22      It follows that the preparation for and attendance at the hearing did not require from Zirh either a profound analysis or a substantial amount of work, particularly because the dispute had already been the subject of scrutiny by it before the Court of First Instance and before the OHIM bodies.

23      Third, while it is true that the action was of clear economic interest to Zirh, because the possible setting aside of the judgment of the Court of First Instance in Mülhens v OHIM – Zirh International (ZIRH) could lead to the annulment of the decision of the Opposition Division and of the decision of the Second Board of Appeal of OHIM and, as a consequence, to the refusal to register the word sign ‘ZIRH’ as a Community trade mark, Zirh did not submit to the Court any evidence which would indicate that that economic interest was of an unusual nature.

24      In the light of all the above considerations, it must be held that the lawyer’s fees of EUR 13 000 claimed by Zirh for the preparation for and attendance at the hearing of 6 October 2005 significantly exceed the sums objectively necessary for the defence of that company’s interests at the hearing. Furthermore, that amount does not include the travel and subsistence expenses linked to that hearing, which are included in the sum of EUR 2 626.95 to the reimbursement of which Mülhens does not object.

**WHAT YOU SHOULD DO:**
Revise the passage of the excerpt on the lawyer's fees starting at "23      Third, while it" and ending at "an unusual nature.", replacing "evidence" with "proof".

**ENTRIES:**

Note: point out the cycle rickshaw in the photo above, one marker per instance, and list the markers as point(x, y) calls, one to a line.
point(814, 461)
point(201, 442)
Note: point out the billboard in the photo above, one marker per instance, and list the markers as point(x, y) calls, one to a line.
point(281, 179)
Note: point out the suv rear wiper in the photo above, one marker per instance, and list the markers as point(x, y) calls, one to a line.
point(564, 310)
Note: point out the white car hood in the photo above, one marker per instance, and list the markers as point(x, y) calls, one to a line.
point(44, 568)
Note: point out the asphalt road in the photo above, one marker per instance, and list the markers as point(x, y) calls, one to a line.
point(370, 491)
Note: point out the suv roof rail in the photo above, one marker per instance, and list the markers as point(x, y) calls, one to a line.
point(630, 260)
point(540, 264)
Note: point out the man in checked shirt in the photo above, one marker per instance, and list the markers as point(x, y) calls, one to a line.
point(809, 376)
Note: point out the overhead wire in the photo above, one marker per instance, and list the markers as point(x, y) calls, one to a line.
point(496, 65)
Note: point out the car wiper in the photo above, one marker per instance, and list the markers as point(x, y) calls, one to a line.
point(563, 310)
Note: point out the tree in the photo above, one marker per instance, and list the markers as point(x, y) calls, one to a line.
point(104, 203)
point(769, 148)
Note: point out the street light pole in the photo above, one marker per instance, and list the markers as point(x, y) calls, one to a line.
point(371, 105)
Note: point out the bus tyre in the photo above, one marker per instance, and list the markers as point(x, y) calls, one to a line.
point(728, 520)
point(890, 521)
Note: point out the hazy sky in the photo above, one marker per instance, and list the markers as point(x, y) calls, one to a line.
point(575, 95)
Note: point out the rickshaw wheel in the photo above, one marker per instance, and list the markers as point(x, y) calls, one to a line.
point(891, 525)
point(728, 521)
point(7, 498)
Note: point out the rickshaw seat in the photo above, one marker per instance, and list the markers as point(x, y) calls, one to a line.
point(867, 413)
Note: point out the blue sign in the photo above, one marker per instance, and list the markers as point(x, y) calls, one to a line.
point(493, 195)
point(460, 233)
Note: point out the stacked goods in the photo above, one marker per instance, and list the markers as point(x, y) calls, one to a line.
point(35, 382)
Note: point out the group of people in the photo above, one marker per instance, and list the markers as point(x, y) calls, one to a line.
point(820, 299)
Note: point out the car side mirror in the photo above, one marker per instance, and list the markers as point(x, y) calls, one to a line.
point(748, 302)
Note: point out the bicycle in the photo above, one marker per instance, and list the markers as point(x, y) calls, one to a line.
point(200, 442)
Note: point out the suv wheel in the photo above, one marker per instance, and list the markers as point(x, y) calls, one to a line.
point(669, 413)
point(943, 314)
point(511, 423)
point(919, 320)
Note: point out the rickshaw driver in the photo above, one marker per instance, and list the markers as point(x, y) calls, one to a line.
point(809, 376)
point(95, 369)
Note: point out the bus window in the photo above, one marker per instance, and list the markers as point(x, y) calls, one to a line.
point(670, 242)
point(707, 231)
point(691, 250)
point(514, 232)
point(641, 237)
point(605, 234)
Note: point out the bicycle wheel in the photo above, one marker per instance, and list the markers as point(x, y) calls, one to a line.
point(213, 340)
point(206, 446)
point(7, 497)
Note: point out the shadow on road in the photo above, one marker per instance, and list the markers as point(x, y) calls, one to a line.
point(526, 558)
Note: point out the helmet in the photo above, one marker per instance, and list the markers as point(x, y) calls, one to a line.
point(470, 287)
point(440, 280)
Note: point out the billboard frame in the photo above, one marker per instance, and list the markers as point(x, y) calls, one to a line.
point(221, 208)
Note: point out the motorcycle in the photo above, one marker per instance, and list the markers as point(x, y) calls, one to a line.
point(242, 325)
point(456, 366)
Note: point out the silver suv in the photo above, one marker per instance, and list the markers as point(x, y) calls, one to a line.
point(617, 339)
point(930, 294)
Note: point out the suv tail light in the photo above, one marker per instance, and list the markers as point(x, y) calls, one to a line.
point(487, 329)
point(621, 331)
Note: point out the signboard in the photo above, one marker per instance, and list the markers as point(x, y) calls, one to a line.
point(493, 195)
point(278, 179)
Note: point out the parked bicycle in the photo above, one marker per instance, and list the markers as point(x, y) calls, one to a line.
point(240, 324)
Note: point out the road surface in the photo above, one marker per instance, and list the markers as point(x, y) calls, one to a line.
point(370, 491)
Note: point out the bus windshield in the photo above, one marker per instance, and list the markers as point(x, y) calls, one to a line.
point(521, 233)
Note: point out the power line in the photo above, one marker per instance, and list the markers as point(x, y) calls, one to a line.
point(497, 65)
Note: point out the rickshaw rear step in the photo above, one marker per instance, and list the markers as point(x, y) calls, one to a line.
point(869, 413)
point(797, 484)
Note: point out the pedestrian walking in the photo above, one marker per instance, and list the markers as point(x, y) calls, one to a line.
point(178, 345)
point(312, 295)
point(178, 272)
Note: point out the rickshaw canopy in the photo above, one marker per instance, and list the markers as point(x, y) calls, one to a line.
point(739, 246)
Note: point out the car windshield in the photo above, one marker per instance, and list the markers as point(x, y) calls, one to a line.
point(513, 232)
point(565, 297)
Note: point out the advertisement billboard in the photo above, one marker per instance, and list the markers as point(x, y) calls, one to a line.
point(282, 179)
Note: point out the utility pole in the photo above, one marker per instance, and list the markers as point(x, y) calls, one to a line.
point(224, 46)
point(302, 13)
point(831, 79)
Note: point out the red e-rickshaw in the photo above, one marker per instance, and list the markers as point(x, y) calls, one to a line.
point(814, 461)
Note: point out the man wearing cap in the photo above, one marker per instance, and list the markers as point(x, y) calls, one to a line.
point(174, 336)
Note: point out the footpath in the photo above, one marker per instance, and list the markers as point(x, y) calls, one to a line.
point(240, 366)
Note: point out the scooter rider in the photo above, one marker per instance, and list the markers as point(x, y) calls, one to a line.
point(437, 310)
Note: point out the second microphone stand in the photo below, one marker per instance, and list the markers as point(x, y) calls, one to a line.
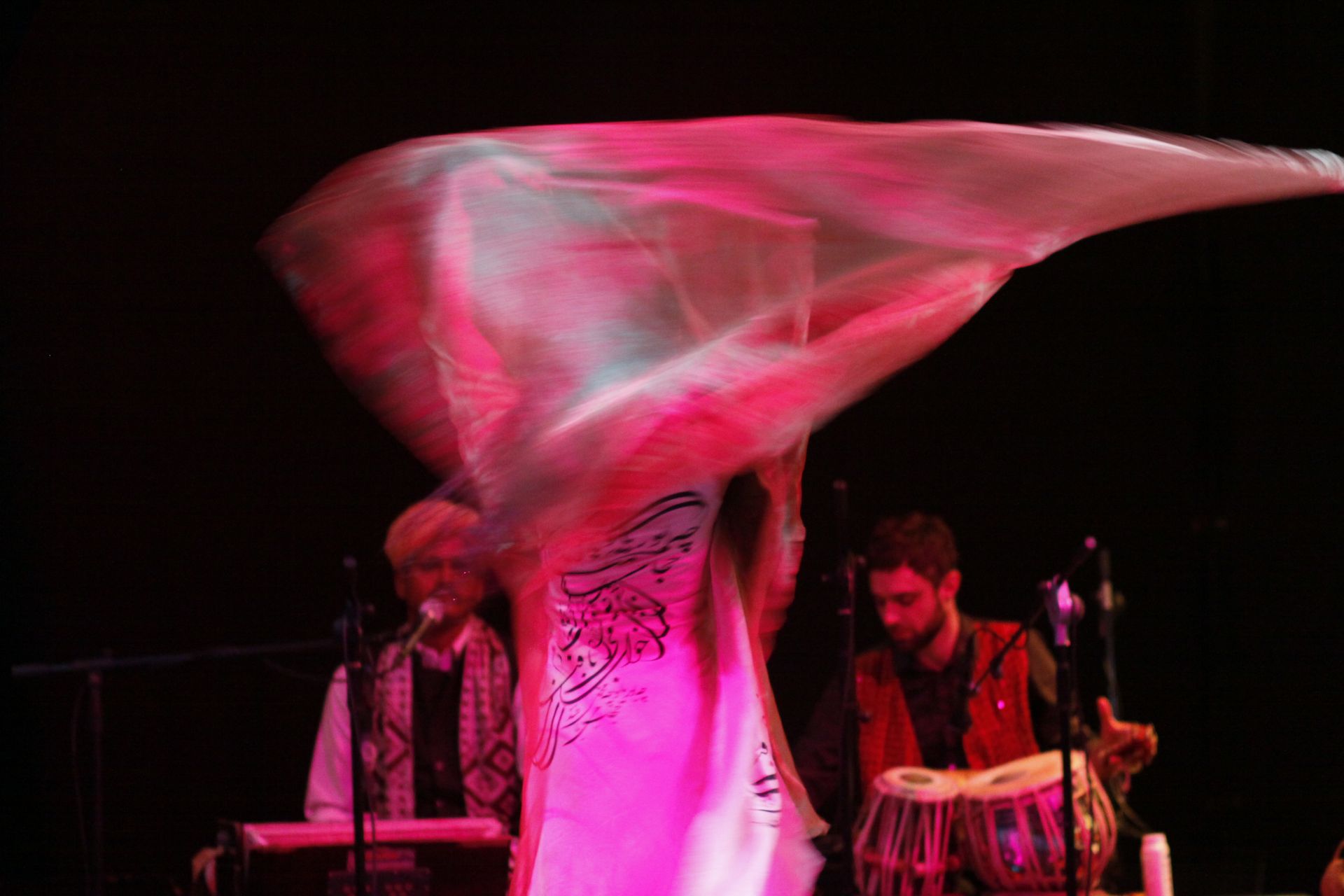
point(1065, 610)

==

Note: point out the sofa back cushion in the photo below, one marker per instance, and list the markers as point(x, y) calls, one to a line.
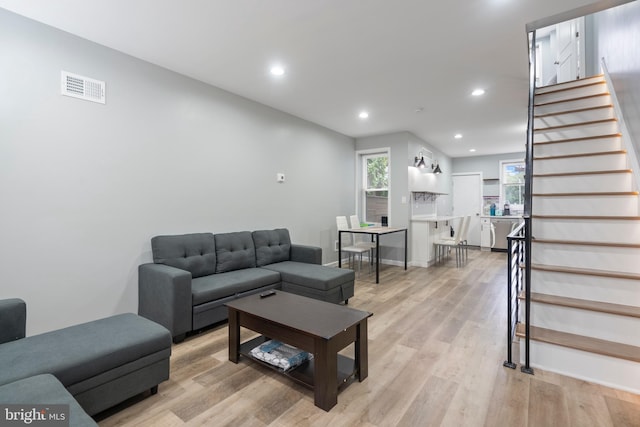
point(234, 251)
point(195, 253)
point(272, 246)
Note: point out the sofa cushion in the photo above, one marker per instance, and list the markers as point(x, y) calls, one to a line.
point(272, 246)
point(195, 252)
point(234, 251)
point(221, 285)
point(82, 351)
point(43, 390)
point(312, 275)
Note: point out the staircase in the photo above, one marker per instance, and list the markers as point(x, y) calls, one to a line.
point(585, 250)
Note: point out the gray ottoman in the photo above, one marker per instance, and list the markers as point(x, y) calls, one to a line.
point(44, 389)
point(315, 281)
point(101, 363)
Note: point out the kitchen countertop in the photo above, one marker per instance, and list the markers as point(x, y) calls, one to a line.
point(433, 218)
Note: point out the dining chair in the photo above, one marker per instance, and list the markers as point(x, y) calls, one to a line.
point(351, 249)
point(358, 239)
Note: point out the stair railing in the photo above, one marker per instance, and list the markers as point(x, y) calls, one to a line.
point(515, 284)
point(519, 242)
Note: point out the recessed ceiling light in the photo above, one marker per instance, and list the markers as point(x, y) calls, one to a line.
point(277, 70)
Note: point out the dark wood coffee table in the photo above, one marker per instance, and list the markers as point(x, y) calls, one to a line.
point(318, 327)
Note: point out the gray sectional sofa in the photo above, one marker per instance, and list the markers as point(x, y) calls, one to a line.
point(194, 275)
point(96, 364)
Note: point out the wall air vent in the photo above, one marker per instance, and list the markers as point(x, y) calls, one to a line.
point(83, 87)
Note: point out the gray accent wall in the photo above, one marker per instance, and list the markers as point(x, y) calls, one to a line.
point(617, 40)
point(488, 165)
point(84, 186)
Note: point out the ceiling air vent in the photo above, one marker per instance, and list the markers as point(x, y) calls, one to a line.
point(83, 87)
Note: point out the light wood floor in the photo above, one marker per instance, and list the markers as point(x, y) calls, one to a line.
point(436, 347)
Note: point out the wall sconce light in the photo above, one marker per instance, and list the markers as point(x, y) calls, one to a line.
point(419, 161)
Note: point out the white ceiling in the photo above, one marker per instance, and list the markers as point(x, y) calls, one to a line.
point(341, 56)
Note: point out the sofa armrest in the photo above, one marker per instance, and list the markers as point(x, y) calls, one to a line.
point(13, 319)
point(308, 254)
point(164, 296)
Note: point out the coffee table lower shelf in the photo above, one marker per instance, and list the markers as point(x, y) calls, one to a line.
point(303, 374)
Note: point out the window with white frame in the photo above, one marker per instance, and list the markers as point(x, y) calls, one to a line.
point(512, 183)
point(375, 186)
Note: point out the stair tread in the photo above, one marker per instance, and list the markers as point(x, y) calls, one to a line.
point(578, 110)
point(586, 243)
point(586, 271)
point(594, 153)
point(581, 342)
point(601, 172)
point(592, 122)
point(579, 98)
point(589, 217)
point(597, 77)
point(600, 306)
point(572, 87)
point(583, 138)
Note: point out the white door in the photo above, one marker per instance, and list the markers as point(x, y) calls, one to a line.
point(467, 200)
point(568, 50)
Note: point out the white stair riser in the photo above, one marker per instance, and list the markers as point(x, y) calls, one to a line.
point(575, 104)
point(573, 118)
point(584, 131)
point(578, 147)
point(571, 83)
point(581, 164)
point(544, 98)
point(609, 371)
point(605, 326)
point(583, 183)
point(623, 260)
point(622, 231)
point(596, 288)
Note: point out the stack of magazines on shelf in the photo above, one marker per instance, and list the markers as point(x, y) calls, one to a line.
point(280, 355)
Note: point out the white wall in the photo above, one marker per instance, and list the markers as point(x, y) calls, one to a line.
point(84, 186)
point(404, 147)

**THE OUTPUT:**
23      Third, while it is true that the action was of clear economic interest to Zirh, because the possible setting aside of the judgment of the Court of First Instance in Mülhens v OHIM – Zirh International (ZIRH) could lead to the annulment of the decision of the Opposition Division and of the decision of the Second Board of Appeal of OHIM and, as a consequence, to the refusal to register the word sign ‘ZIRH’ as a Community trade mark, Zirh did not submit to the Court any proof which would indicate that that economic interest was of an unusual nature.